Hall v. Commissioner of Internal Revenue

Decision Date06 April 1937
Docket NumberNo. 4121.,4121.
Citation89 F.2d 441
PartiesHALL v. COMMISSIONER OF INTERNAL REVENUE.
CourtU.S. Court of Appeals — Fourth Circuit

William D. Whitney, of New York City (Richard H. Wilmer, of Washington, D. C., and George G. Tyler and Cravath, DeGersdorff, Swaine & Wood, all of New York City, on the brief), for petitioner.

John J. Pringle, Jr., Sp. Asst. to Atty. Gen. (Robert H. Jackson, Asst. Atty. Gen., and Sewall Key, Sp. Asst. to Atty. Gen., on the brief), for respondent.

Before PARKER, NORTHCOTT, and SOPER, Circuit Judges.

PARKER, Circuit Judge.

This is a petition to review a decision of the Board of Tax Appeals; and the question involved is whether a payment of $50,000 made to taxpayer was a gift or additional compensation for services rendered. Taxpayer is a patent attorney who over a period of years had rendered services to the Universal Oil Products Company, a corporation whose chief property consisted of certain patents and patent rights. In 1931 the stockholders of that corporation sold their stock for $25,000,000 to the United Gasoline Corporation. Shortly prior to the transfer, however, and in accordance with the terms of sale, the Universal Oil Products Company transferred liquid assets to the value of $4,100,000 to the Unopco Company, a corporation whose stock was held by the stockholders of Universal in the same proportion in which they held the stock of the latter corporation. Within a few days after the sale and transfer, the $50,000 in question was paid to taxpayer by the Unopco Company pursuant to resolutions of its directors and stockholders appropriating $607,500 to be distributed as a "bonus" to sixty-four former and present employees, attorneys, and experts of Universal "in recognition of the valuable and loyal services of said employees, attorneys and experts" to Universal, in such amounts to each employee, attorney, and expert as the board of directors of Unopco should determine.

The foregoing resolutions of the directors and stockholders of Unopco were adopted pursuant to a suggestion made at a meeting of those who had been stockholders of Universal and were then stockholders of Unopco, to the effect that they show their appreciation of the loyalty and support of some of the employees of Universal by making them a "gift" or "honorarium"; and when checks were delivered to those to whom the directors determined that distribution should be made, the recipients thereof were notified that the amounts thus received were gifts or gratuities and were not subject to income tax. It appears that no claim was made, either by Unopco or Universal, for any deduction for income tax purposes on account of the distribution made pursuant to the resolutions, and that no return of same as income was made by any of the recipients.

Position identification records
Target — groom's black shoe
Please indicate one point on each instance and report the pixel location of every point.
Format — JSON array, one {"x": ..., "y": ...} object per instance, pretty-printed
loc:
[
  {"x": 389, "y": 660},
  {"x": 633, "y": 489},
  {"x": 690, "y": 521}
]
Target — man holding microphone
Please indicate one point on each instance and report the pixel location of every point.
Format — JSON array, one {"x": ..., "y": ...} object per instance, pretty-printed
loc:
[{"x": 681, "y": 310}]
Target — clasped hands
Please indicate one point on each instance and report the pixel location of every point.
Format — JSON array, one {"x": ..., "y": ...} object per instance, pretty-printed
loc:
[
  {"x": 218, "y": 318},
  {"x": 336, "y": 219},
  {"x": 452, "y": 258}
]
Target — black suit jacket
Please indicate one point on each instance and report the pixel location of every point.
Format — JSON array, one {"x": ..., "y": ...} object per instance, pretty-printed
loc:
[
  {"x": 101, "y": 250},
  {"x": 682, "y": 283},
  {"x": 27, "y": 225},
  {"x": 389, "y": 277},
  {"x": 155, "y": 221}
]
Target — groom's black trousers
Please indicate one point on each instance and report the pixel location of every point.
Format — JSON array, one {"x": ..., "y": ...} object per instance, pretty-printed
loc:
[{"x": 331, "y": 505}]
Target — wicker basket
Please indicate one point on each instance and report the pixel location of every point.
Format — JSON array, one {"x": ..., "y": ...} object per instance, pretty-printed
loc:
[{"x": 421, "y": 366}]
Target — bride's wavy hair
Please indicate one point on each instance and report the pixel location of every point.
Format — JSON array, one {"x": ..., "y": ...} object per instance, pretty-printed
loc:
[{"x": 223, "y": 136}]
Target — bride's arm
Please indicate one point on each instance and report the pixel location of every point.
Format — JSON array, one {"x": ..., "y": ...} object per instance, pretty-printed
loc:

[TASK 1] In the court opinion, the Unopco Company set aside $607,500 as a "bonus" for how many former and present employees, attorneys, and experts?
[TASK 2] Carry the court opinion forward from its final sentence.
These records come from a separate source.

[TASK ANSWER 1] Sixty-four.

[TASK ANSWER 2]
The Board of Tax Appeals held that the payments made pursuant to the resolution were additional compensation in consideration of services rendered to Universal, and not tax free gifts. ___ B.T.A. ___. Its decision has been affirmed by the Circuit Courts of Appeals of the First and Second Circuits, one judge dissenting in each case, on the hearing of petitions for review filed on behalf of the estate of William H. Walker, and by Arthur G. Bogardus, Walker, and Bogardus having received the sum of $10,000 each from Unopco pursuant to the resolutions to which we have referred. Walker v. Com'r (C.C.A.1st) 88 F.(2d) 61; Bogardus v. Helvering (C.C.A.2d) 88 F. (2d) 646.

We think that the finding of the Board is amply supported by the testimony. The stockholders of Unopco were the same persons who had been stockholders in Universal when the persons to whom payments were made rendered services to that corporation, and they held the same proportionate interests in the stock of Unopco that they had held in the stock of Universal. The assets of Unopco had been transferred to it by Universal, and the payments made from these assets were not essentially different in character from what they would have been if they had been made from Universal's assets before the transfer of the stock. In other words, Universal had made large profits while in the hands of the original stockholders, in part, we may assume, as a result of the services of those to whom the payments in question were made; those who had profited felt that additional compensation should be paid to those who had served the corporation in the making of the profits; and such additional compensation did not lose its character as such merely because it was paid by a corporation owned by the original stockholders of Universal to which a part of the assets of that corporation had been transferred, instead of being paid by Universal itself. If the payments had been made by Universal before the transfer to Unopco, the assets transferred to the latter corporation would have been less by the amount of the payments; and we cannot see that it makes any difference that they were made from the assets of Unopco after the transfer instead of from the assets of Universal beforehand. Where motive and intent are determining factors, we should look to the substance of transactions and not to the form in which the parties have clothed them.

The case is not different in principle from Bass v. Hawley (C.C.A.5th) 62 F. (2d) 721, 723, where the additional compensation there in question was paid by a holding company of the employing corporation, and where in holding that the payment thus received was not to be treated as a gift but as taxable income the Circuit Court of Appeals of the Fifth Circuit, speaking through Judge Sibley, said:

"Again it is objected that the employer was not the Holding Company or its stockholders, but was the Railroad Company, and that the Railroad Company alone could make additional compensation; that a voluntary payment by any one else is necessarily a gift. The objection would have force where the third person had no interest in the employment and no cause to feel obligated to compensate the service. But in this case although the stockholders authorized the payment, it was made out of funds really belonging to the Holding Company as...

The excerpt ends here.